» INSTRUÇÃO 1
Atualize o trecho sobre as ondas de pensamento: reescreva tudo desde "Ao descrever a" até "lago , o Atman .", trocando "lago" por "tanque".
» INSTRUÇÃO 2
Converta em CSV de duas colunas, tarefa e valor, somente os registros que vão da linha que contém "Batch processing job — object class: blue france" até a linha que contém "0 130 56 202", ambas incluídas. Gere uma linha para cada registro, com o texto e a resposta em campos únicos entre aspas e com as quebras de linha substituídas por espaços.

Quando um objeto ou um evento do mundo exterior é registrado pelos sentidos , uma onda de pensamento surge na mente . O sentimento de individualidade identifica-se com essa onda . Se a onda de pensamento é agradável , o senso de individualidade considera : " Sou feliz " ; se a onda é desagradável , " Sou infeliz " . Essa falsa identificação é a causa de toda a nossa aflição - pois , mesmo a sensação passageira de felicidade do ego traz ansiedade , um desejo de agarrar-se ao objeto do prazer , preparando assim as possibilidades futuras de sentir-se infeliz . O Eu real , o Atman , permanece para sempre fora do poder das ondas de pensamento , eternamente puro , iluminado e livre - a única felicidade verdadeira , inalterável . Segue-se portanto , que o homem jamais conhecerá o seu Eu real enquanto as ondas de pensamento e o sentimento de individualidade estiverem sendo identificados . A fim de nos tornarmos iluminados , devemos trazer as ondas de pensamento sob controle , de modo que essa falsa identificação possa cessar .
Ensina-nos o Gita que a " ioga " é a quebra de contrato com a dor .
Ao descrever a ação das ondas de pensamento , os comentaristas empregam uma imagem simples - a imagem de um lago . Se a superfície de um lago é varrida pelas ondas , a água toma-se lamacenta , não mais se vendo o fundo . O lago representa a mente e o fundo do lago , o Atman .

» EXTRATO DE DADOS
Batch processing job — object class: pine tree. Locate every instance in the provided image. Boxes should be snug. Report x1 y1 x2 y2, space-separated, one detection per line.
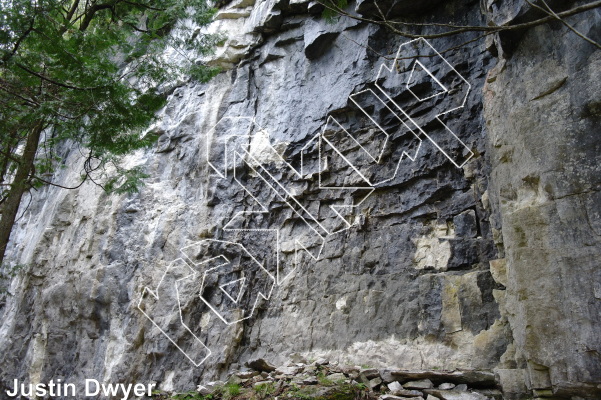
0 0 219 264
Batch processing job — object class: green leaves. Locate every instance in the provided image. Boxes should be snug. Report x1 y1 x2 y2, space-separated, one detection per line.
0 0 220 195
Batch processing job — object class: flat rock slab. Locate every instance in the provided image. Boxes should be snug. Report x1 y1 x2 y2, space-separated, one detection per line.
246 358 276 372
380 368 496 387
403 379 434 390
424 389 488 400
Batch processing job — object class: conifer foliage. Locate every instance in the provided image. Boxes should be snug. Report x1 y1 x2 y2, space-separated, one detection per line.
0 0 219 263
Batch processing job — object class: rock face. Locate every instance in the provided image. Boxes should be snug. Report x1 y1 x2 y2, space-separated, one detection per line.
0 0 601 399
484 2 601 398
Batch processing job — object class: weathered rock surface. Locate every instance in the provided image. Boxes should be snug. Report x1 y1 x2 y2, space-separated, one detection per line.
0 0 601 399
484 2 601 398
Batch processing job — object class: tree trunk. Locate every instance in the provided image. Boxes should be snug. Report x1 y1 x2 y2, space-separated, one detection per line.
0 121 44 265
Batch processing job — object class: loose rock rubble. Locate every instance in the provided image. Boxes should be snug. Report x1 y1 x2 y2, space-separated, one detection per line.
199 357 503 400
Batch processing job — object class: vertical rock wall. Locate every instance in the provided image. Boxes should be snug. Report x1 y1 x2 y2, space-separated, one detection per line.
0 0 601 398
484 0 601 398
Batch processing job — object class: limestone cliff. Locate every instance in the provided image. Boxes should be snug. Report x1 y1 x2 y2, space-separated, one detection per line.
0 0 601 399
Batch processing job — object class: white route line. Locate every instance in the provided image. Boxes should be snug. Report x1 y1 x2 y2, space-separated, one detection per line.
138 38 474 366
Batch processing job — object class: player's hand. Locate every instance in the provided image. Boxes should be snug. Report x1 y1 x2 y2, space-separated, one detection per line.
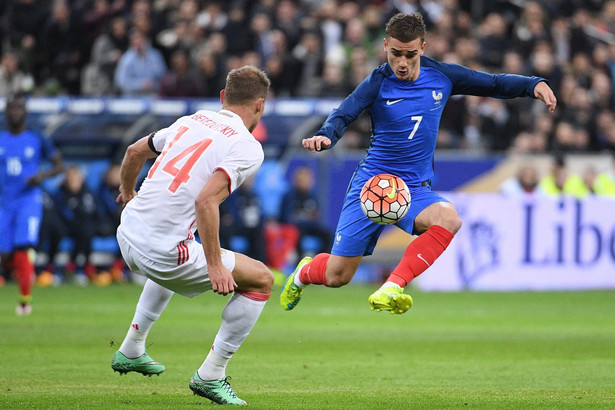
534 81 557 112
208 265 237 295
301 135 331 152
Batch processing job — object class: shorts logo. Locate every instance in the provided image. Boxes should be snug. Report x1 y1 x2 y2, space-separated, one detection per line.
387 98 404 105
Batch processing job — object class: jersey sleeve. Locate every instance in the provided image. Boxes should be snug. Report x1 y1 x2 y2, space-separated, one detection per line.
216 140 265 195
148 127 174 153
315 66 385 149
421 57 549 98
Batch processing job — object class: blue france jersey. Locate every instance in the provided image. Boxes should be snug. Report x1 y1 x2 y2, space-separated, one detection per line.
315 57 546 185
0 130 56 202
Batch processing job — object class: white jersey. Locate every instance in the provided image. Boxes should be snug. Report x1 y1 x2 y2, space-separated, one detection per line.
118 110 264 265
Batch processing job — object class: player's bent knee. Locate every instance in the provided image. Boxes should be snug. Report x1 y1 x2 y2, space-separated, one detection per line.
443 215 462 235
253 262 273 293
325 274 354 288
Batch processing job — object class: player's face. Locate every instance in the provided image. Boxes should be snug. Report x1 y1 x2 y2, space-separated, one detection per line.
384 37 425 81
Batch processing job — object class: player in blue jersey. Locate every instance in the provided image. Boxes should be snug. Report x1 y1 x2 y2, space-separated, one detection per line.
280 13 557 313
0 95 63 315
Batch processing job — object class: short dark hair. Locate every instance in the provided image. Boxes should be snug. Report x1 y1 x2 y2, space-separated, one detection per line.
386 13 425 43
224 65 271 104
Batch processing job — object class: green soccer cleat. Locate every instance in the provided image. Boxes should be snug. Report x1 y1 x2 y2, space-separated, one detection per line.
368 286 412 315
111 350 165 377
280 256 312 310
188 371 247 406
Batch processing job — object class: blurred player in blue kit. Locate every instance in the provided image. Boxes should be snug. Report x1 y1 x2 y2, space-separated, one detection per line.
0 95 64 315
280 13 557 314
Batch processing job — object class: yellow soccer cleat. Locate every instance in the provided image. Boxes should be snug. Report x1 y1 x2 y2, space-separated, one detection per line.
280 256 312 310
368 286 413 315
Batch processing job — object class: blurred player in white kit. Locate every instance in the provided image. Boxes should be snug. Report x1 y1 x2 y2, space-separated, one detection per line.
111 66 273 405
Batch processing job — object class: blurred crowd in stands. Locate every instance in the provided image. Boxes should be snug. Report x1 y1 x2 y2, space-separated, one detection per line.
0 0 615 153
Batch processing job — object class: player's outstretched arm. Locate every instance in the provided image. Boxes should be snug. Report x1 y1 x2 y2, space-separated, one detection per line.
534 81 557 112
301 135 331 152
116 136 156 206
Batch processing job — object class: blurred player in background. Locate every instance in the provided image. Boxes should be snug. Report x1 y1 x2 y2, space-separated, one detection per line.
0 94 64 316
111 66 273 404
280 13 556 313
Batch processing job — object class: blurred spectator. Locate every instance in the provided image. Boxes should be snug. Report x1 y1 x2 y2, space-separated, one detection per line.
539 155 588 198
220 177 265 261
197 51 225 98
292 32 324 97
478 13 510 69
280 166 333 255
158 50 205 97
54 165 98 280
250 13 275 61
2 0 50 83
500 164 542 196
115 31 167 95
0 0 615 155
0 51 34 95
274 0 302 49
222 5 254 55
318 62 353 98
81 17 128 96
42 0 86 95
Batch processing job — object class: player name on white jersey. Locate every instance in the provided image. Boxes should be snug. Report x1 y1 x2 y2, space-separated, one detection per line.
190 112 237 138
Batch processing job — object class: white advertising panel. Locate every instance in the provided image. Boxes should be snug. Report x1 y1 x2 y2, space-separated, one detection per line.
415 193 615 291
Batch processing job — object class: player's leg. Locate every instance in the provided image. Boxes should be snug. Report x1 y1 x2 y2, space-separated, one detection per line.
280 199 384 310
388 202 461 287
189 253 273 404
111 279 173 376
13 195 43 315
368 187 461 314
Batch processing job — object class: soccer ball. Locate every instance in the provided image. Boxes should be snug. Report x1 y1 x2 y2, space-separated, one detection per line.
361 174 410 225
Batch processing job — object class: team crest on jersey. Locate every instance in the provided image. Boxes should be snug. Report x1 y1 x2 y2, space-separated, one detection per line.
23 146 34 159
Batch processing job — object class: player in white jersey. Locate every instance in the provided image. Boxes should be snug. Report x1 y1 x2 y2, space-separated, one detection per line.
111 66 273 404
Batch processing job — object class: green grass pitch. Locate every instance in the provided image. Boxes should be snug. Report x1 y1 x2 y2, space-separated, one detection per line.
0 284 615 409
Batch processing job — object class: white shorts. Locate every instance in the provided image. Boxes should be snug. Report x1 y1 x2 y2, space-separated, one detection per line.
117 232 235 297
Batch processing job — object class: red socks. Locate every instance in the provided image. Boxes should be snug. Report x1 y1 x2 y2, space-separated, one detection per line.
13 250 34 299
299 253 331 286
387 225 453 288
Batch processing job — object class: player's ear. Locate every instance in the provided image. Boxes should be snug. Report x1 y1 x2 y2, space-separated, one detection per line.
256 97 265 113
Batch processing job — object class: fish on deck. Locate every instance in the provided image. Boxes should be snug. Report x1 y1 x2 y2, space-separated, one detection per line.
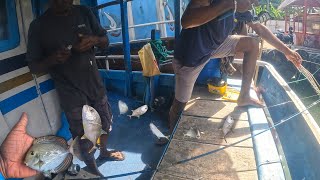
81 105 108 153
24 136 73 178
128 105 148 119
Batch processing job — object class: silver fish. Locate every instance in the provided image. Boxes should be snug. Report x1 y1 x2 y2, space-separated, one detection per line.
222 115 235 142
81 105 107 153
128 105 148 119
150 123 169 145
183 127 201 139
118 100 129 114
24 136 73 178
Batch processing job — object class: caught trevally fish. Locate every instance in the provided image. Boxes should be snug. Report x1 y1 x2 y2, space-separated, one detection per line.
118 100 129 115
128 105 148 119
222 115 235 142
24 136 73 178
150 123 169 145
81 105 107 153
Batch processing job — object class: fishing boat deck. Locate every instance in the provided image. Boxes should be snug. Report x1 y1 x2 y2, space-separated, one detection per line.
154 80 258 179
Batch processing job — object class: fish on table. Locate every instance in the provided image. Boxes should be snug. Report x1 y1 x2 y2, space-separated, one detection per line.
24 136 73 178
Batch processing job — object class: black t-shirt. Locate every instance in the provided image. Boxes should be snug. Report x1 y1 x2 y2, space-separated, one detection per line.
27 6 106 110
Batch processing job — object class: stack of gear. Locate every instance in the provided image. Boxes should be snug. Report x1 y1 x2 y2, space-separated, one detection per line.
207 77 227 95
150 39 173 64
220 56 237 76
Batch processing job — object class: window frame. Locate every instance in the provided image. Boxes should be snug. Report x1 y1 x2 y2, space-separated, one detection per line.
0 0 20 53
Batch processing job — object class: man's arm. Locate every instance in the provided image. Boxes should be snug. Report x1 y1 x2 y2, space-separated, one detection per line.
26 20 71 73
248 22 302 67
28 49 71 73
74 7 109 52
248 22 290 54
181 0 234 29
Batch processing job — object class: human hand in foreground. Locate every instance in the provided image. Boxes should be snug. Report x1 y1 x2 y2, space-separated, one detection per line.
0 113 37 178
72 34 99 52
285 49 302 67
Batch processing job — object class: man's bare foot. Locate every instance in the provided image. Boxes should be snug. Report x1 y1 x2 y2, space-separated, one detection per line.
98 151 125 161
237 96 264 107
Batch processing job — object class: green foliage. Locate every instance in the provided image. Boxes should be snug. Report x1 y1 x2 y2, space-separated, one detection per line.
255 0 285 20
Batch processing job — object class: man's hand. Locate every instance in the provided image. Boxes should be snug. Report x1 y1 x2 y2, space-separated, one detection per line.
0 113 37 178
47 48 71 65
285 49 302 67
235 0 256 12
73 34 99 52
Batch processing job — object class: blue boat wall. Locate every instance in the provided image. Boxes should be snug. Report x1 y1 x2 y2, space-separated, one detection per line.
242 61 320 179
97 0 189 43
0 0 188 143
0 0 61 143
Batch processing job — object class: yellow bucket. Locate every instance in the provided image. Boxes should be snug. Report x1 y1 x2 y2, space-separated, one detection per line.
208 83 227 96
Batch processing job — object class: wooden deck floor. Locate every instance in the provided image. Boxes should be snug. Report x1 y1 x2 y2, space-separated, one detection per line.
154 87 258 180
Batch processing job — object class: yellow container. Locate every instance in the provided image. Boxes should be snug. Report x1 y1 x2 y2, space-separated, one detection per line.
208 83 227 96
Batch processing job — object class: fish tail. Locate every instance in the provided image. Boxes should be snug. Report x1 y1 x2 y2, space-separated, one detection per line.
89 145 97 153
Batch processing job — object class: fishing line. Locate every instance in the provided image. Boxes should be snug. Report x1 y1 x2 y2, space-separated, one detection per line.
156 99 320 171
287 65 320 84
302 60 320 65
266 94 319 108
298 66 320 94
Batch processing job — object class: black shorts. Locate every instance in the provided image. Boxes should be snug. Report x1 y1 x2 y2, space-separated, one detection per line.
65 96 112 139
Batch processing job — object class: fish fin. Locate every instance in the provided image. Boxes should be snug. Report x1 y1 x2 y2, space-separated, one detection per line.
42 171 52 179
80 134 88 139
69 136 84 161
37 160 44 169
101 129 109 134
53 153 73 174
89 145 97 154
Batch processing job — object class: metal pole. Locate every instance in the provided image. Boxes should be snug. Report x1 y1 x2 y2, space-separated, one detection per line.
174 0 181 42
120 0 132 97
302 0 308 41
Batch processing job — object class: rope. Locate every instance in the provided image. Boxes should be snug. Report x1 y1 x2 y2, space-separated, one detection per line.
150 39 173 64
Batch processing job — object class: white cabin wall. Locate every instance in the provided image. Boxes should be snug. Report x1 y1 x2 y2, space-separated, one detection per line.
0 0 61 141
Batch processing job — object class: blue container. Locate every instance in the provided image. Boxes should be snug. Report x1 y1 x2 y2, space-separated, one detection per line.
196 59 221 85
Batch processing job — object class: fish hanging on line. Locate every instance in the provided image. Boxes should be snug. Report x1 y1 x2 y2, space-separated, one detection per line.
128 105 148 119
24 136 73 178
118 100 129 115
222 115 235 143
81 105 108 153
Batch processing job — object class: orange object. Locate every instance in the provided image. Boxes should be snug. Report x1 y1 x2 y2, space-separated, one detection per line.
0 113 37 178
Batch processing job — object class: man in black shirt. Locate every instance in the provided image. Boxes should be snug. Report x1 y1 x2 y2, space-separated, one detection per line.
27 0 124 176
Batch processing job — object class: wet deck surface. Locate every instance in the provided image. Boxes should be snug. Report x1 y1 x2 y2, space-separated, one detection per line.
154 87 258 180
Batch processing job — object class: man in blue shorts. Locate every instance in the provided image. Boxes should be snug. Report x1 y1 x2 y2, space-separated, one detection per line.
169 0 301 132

» RESPOSTA 1
Ao descrever a ação das ondas de pensamento , os comentaristas empregam uma imagem simples - a imagem de um tanque . Se a superfície de um tanque é varrida pelas ondas , a água toma-se lamacenta , não mais se vendo o fundo . O tanque representa a mente e o fundo do tanque , o Atman .

» RESPOSTA 2
tarefa,valor
"Batch processing job — object class: blue france jersey. Locate every instance in the provided image. Boxes should be snug. Report x1 y1 x2 y2, space-separated, one detection per line.","315 57 546 185 0 130 56 202"